• _OBJECTIVE_:
From the items below, pull out each line that contains the string "hockey", matching case exactly.

• _SUPPLIED MATERIAL_:
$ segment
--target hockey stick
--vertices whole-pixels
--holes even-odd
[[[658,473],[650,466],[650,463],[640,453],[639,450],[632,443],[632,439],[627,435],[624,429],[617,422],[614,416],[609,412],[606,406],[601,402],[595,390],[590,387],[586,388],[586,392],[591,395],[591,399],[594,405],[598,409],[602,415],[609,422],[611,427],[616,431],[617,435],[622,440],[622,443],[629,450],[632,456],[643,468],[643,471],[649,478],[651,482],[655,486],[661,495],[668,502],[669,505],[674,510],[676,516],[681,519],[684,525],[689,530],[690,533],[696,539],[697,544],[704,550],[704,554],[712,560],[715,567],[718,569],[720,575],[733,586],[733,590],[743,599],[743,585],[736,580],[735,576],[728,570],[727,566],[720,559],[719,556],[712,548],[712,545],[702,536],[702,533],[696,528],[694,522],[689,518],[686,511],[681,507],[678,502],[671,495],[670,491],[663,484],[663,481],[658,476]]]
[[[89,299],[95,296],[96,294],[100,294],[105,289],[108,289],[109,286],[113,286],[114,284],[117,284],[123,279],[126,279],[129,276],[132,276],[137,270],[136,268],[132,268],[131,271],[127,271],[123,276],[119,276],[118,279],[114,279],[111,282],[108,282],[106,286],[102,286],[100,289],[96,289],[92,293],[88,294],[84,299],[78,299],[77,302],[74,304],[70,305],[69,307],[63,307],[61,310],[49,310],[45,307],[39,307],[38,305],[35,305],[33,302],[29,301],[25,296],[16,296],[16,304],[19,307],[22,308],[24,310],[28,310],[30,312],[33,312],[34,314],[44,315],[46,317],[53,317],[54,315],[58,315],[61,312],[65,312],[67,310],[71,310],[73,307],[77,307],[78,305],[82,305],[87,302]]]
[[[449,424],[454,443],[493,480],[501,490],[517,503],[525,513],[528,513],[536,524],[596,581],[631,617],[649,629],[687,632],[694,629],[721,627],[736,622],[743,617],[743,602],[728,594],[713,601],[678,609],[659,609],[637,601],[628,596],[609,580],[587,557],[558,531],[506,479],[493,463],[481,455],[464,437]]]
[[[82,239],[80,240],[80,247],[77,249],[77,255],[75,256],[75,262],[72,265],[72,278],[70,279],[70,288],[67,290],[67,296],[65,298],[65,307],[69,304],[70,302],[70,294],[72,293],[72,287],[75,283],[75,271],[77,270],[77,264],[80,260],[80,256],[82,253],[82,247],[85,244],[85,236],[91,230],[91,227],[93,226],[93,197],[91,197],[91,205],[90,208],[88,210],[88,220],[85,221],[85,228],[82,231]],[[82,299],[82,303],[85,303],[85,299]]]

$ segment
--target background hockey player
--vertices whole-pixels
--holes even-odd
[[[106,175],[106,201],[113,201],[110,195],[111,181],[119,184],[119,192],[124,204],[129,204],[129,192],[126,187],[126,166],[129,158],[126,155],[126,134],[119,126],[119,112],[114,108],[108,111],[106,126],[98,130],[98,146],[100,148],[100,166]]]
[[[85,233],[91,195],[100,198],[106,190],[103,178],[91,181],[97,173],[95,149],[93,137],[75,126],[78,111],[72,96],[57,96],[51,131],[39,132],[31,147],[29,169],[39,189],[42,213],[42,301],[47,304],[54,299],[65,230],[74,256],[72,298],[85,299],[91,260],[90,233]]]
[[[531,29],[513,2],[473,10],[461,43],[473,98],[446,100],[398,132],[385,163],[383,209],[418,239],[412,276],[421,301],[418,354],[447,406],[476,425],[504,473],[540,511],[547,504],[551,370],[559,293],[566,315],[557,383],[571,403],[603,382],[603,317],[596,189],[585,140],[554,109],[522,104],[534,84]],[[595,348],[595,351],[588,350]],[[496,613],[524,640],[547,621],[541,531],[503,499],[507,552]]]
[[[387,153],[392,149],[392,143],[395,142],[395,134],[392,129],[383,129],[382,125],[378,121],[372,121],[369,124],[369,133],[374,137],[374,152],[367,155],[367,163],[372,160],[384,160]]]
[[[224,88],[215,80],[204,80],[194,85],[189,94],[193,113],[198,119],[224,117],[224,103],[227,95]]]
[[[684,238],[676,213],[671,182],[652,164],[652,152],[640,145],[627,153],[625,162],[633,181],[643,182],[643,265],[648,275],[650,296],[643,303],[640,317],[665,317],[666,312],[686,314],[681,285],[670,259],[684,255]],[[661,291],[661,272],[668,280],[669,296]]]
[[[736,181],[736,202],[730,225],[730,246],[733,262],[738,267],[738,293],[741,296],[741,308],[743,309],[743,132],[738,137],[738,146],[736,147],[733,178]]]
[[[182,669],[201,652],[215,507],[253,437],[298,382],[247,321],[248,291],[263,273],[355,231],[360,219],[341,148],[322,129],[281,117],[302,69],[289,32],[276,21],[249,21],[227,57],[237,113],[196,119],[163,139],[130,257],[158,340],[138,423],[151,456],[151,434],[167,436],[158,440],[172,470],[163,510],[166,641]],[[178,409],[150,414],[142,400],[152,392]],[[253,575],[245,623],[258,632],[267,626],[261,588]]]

==

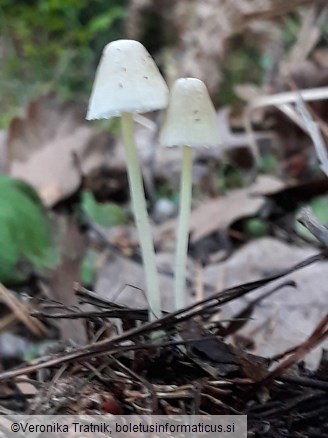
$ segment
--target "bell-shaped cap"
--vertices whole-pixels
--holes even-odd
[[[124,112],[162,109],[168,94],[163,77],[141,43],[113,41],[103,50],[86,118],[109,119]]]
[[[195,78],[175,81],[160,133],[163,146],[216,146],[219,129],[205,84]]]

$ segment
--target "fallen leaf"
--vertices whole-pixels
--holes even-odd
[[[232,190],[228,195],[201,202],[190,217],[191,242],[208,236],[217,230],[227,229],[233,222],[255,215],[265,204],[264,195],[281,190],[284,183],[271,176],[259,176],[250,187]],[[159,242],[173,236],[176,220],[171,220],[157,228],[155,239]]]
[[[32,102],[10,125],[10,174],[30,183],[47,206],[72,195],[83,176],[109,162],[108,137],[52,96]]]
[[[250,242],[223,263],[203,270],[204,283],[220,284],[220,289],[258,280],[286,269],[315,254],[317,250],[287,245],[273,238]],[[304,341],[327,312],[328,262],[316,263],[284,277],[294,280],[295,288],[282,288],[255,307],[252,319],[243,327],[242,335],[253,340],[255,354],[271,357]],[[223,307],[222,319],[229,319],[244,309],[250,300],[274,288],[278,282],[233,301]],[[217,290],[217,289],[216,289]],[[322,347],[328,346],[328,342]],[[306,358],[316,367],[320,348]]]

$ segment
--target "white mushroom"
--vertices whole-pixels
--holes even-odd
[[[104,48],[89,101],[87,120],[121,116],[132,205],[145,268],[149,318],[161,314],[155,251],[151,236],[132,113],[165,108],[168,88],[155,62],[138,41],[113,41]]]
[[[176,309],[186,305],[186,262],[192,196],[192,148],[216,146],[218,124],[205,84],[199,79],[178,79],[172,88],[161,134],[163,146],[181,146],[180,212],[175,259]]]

• _OUTPUT_:
--target hockey stick
--target background hockey player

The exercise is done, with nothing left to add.